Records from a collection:
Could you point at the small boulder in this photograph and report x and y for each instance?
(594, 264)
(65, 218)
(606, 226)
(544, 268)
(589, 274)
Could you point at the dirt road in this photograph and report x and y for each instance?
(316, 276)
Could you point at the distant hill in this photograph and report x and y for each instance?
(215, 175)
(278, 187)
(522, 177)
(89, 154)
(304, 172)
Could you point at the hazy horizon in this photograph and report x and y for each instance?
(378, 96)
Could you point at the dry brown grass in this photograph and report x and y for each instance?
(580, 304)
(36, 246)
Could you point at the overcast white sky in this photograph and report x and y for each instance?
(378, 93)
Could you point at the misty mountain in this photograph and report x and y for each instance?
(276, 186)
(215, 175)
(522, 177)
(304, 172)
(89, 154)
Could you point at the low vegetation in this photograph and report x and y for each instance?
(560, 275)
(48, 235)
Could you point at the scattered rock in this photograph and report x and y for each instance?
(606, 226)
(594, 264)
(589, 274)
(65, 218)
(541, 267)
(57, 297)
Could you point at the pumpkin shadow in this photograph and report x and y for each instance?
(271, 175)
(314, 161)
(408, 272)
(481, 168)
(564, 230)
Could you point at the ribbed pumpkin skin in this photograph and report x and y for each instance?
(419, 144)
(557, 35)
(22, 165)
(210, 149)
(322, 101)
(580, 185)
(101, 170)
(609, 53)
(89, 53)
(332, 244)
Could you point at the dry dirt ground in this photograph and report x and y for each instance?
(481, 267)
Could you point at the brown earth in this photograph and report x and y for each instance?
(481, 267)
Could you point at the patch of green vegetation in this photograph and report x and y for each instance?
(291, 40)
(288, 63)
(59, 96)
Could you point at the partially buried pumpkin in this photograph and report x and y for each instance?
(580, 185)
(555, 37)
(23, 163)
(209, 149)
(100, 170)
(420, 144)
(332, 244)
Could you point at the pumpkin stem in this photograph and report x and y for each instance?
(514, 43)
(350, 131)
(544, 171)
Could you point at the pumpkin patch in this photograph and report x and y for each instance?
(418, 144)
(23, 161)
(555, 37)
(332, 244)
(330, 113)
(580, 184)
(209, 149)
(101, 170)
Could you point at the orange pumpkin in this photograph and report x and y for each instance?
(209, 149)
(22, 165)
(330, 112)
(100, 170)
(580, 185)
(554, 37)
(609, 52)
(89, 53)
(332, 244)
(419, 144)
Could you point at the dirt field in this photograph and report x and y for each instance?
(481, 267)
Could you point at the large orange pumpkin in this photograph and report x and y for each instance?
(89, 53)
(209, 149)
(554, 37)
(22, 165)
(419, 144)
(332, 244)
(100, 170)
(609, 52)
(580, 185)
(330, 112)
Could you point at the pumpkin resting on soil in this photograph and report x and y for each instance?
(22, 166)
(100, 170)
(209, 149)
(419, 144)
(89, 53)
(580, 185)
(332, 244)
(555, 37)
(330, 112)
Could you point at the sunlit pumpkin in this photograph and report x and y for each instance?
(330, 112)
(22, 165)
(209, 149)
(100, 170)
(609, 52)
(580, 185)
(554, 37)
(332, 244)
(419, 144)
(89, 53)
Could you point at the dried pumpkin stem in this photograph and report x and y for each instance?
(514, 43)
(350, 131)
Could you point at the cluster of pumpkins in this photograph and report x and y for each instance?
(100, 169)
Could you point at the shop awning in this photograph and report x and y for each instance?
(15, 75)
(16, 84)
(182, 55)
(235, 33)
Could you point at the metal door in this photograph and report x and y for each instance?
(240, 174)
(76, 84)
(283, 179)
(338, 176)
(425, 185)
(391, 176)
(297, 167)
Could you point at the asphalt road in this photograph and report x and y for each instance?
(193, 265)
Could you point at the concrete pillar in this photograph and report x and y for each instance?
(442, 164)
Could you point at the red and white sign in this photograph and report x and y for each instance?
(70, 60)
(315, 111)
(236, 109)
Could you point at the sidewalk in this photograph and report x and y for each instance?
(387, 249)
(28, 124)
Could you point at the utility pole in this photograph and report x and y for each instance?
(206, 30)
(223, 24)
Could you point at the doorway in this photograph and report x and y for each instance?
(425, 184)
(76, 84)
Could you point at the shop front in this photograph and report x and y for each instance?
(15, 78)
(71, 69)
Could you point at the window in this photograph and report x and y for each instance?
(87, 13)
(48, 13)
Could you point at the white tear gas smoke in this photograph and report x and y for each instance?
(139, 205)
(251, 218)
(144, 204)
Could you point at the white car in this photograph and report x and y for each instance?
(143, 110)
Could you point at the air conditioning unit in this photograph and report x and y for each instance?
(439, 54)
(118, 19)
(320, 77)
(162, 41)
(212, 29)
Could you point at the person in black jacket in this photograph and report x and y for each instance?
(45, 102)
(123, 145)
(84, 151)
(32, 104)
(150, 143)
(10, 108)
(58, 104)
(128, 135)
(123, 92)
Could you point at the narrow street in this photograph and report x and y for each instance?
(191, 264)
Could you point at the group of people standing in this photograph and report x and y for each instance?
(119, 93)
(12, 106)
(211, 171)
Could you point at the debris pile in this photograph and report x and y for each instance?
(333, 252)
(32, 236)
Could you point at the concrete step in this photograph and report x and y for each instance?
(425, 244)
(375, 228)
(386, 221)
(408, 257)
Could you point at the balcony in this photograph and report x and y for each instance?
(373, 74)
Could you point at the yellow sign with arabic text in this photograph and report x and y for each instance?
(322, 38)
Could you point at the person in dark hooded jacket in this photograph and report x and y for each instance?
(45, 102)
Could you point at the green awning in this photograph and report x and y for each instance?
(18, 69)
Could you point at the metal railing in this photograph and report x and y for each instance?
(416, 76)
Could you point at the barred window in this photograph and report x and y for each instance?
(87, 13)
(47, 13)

■ Written exercise ■
Rewrite all of the material above, replacing every "report x and y" with "give the x and y coordinates" and keeping everything else unchanged.

■ Final answer ■
Could you point at the small boulder in this photograph and give the x and y coordinates for each instance?
(594, 264)
(65, 218)
(606, 226)
(544, 268)
(589, 274)
Could you point at the dirt road in this photograph and give the x and y coordinates for each instance?
(316, 276)
Could you point at the distant hill in this photograph and give the x and y coordinates for each instance?
(215, 175)
(278, 187)
(522, 177)
(89, 154)
(304, 172)
Could you point at the hazy horizon in this photograph and give the x and y coordinates for each instance?
(378, 96)
Could you point at the dry brown grass in this photograph and give the x and y coordinates for each instance?
(580, 304)
(36, 246)
Could you point at the overcast white sky in this photograph and give the x and y coordinates for each instance?
(378, 93)
Could you point at the misty mountain in this photograph and give the x and y coordinates for each instance?
(276, 186)
(215, 175)
(522, 177)
(304, 172)
(89, 154)
Could you point at the low vegetation in this photograph and give the x and y coordinates for each instance?
(560, 275)
(48, 235)
Could you point at the scattered rock in this photograph and give the x and y coordinates for each instance?
(606, 226)
(594, 264)
(589, 274)
(65, 218)
(541, 267)
(57, 297)
Could you point at the pumpkin shadow in this photograph and give the x and y coordinates for each instance?
(271, 175)
(314, 161)
(408, 272)
(481, 168)
(564, 230)
Could you point at the ribbed pumpkin skin in this photograph and give the x and y coordinates for each instance?
(419, 144)
(557, 35)
(22, 165)
(210, 149)
(322, 101)
(580, 185)
(101, 170)
(609, 53)
(89, 53)
(332, 244)
Could you point at the dry dirt ground in this photograph and give the x and y coordinates for each instance?
(481, 267)
Could you point at the brown earth in this photograph and give the x and y coordinates for each instance?
(481, 267)
Could you point at the patch of green vegetation in this photograph and give the x and y coordinates for each instance?
(291, 40)
(288, 63)
(59, 96)
Could you point at the partially buried pumpkin in this photograph and give the x and y coordinates for each instance?
(580, 185)
(555, 37)
(23, 163)
(209, 149)
(100, 170)
(420, 144)
(332, 244)
Could you point at the pumpkin stem in this photograph and give the x and y coordinates for each instance?
(514, 43)
(350, 131)
(544, 171)
Could you point at the pumpkin patch in this photograph and give the x and y coordinates for each instance?
(418, 144)
(23, 161)
(555, 37)
(332, 244)
(330, 113)
(580, 184)
(209, 149)
(101, 170)
Could you point at the orange pumpkin in this photograph and give the x and y coordinates for each instance?
(209, 149)
(22, 165)
(330, 112)
(100, 170)
(580, 185)
(554, 37)
(609, 52)
(89, 53)
(332, 244)
(419, 144)
Could you point at the dirt field in this photograph and give the x and y coordinates for each instance?
(481, 267)
Could you point at the large orange pumpkin in this photograph and give the x and y coordinates for each instance?
(89, 53)
(209, 149)
(554, 37)
(22, 165)
(419, 144)
(332, 244)
(100, 170)
(609, 52)
(580, 185)
(330, 112)
Could you point at the pumpkin resting on soil in this photograph and give the x and y coordinates for each instance?
(22, 166)
(100, 170)
(209, 149)
(419, 144)
(89, 53)
(580, 185)
(332, 244)
(555, 37)
(330, 112)
Could you point at the sunlit pumpkin in this photograph and give the x and y coordinates for each instance?
(330, 112)
(22, 165)
(209, 149)
(100, 170)
(609, 52)
(580, 185)
(554, 37)
(332, 244)
(419, 144)
(89, 53)
Could you point at the dried pumpkin stem in this photograph and give the x and y coordinates for each instance?
(514, 43)
(350, 131)
Could you point at the cluster of pumpkins in this photograph and give the x and y coordinates for each instance?
(100, 169)
Could you point at the shop awning in this photograph and give the x and y coordinates for each instance?
(15, 75)
(16, 84)
(182, 55)
(235, 33)
Could you point at the metal door in this photograph and give the x and y coordinates for each instance?
(240, 174)
(76, 84)
(283, 179)
(338, 176)
(425, 185)
(391, 176)
(297, 167)
Could you point at the asphalt road in this photograph and give the x and y coordinates for each instance?
(193, 265)
Could you point at the concrete pillar in this photograph and give the x and y coordinates for each instance?
(442, 164)
Could you point at the red and white sign in this photograph and give the x and y coordinates for each instance?
(70, 60)
(315, 111)
(236, 109)
Could you point at the sidewalk in this photograph and give the x and y coordinates for each instance?
(387, 249)
(28, 124)
Could you point at the utility pole in this photograph and give the x and y coordinates for each instance?
(206, 30)
(223, 24)
Could you point at the doorway in this photograph and give the x and y coordinates for each instance?
(425, 184)
(76, 84)
Could you point at the shop front in this photograph and give the x and y coordinates for each instance?
(15, 78)
(71, 69)
Could you point at the window in this photograph and give the x and y coordinates for each instance?
(87, 13)
(48, 13)
Could you point at the white tear gas smoke in this photograph and give the x and y coordinates for each instance?
(139, 205)
(251, 218)
(144, 204)
Could you point at the white car in this photograph and give the x and y coordinates for each instance?
(143, 110)
Could you point at the air conditioning unit in this photograph and give the x and y coordinates for each instance?
(439, 54)
(118, 19)
(320, 77)
(162, 41)
(212, 29)
Could you point at the person in black jacket in this photograph and give the x and y coordinates for each instance?
(45, 102)
(123, 145)
(84, 151)
(32, 104)
(150, 143)
(10, 108)
(58, 104)
(128, 135)
(123, 92)
Could you point at the narrow street in this photograph and give the x and y coordinates for each instance?
(191, 264)
Could you point at the group of people standing in this photograph and give the x and y coordinates for each instance?
(119, 93)
(12, 106)
(211, 171)
Could you point at the debris pile in this photograph and give the x and y coordinates for each instance?
(333, 252)
(32, 236)
Could you point at the concrete step in this photograph and give the x and y coordinates for each instance?
(425, 244)
(375, 228)
(386, 221)
(408, 257)
Could you point at the balcony in this photograph and give the x and y coordinates for each instance?
(373, 74)
Could you point at the yellow sign with arabic text in this photograph and give the x and y coordinates for each instance?
(322, 38)
Could you point at the person in dark hooded jacket in this photograph and give the x and y coordinates for each instance?
(45, 102)
Could you point at the green awning in this photograph and give the x and y coordinates for each instance?
(18, 69)
Could you point at the metal railing in this photograph and give the x and y coordinates for each instance?
(416, 76)
Could you point at the barred window in this photograph and give the x and y coordinates for each instance?
(87, 13)
(47, 13)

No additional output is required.